The scene stretched across two Central Florida communities. The shooting itself unfolded in a neighborhood of homes in Winter Park, a city that straddles Orange and Seminole counties and is better known for quiet residential blocks, schools and commercial corridors than daytime gun violence at job sites. The arrest phase ended miles away near the Lake Mary Village shopping area in the 3800 block of West Lake Mary Boulevard, where officers converged on a vehicle matching the one sought after the shooting. Fox 35 reported that the chase began after police located a suspect in the Winter Park area and that the pursuit continued until the vehicle stopped in Lake Mary. Television footage from the shopping center showed officers surrounding what appeared to be a gold-colored vehicle while investigators secured the area. For neighbors and shoppers, the day’s images were striking: first a work crew interrupted by theft and gunfire, then a police operation unfolding in broad daylight at a busy retail center.

What comes next will depend on evidence now being gathered by detectives. Police had not announced charges by late Tuesday, but the facts described publicly point to several possible lines of investigation, including burglary, grand theft, aggravated battery or attempted murder, depending on witness accounts, physical evidence and prosecutors’ review. Investigators will also be expected to examine how the suspects approached the site, whether any surveillance video captured the theft or shooting, whether shell casings or firearms were recovered, and what role each detained person may have played. Florida cases like this often move first through probable cause reviews, booking decisions and formal charging documents before a fuller account becomes public. Until then, the official record remains limited: two workers were shot, a suspect vehicle was located, a pursuit followed, and two people were detained. Police said more information would be released when the investigation is complete, but they did not announce a date for the next briefing.

The shooting also lands during a tense period for Winter Park police, who have already handled another major gun case this year. On Feb. 17, officers were called to the 600 block of Railroad Avenue after reports of gunfire and found an 18-year-old man, J’Vion Raishon Giorgio May-Taylor, with a gunshot wound. He later died, and the department said in a Feb. 24 update that a person involved had come forward while investigators continued seeking witnesses. That earlier case was separate from Tuesday’s shooting, but it added to a recent run of serious gun investigations in a city where such cases still draw outsized attention. Tuesday’s attack also touched a familiar concern for contractors and crews who work in neighborhoods with expensive tools visible in trucks and open work areas. In this case, according to the workers’ account, the theft did not end with property taken from a job site. It escalated within moments into a shooting that sent two laborers into emergency surgery and turned an ordinary afternoon of home-improvement work into a crime scene.

** Task statement **
Name every possible line of investigation that the Winter Park shooting report lists for police to consider.

** Stored data **
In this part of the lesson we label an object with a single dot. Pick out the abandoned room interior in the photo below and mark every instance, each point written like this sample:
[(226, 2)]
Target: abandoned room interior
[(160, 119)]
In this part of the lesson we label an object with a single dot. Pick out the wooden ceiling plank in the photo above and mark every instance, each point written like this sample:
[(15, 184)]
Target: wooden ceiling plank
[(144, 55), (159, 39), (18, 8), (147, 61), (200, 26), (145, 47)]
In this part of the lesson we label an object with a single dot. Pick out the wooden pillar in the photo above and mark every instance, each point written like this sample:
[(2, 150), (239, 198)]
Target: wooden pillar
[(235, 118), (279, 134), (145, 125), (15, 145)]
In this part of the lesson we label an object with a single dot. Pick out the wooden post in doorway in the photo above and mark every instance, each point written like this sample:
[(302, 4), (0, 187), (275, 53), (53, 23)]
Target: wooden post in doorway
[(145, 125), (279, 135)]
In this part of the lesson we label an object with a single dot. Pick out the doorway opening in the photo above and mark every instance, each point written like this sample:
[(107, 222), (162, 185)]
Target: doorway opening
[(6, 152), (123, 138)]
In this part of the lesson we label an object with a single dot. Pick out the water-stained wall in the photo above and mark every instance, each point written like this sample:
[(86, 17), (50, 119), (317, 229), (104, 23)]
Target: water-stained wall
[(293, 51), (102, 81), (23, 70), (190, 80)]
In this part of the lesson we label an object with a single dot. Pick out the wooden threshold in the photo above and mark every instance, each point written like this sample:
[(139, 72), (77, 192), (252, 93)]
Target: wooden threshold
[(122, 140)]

** Exercise answer **
Burglary, grand theft, aggravated battery, and attempted murder.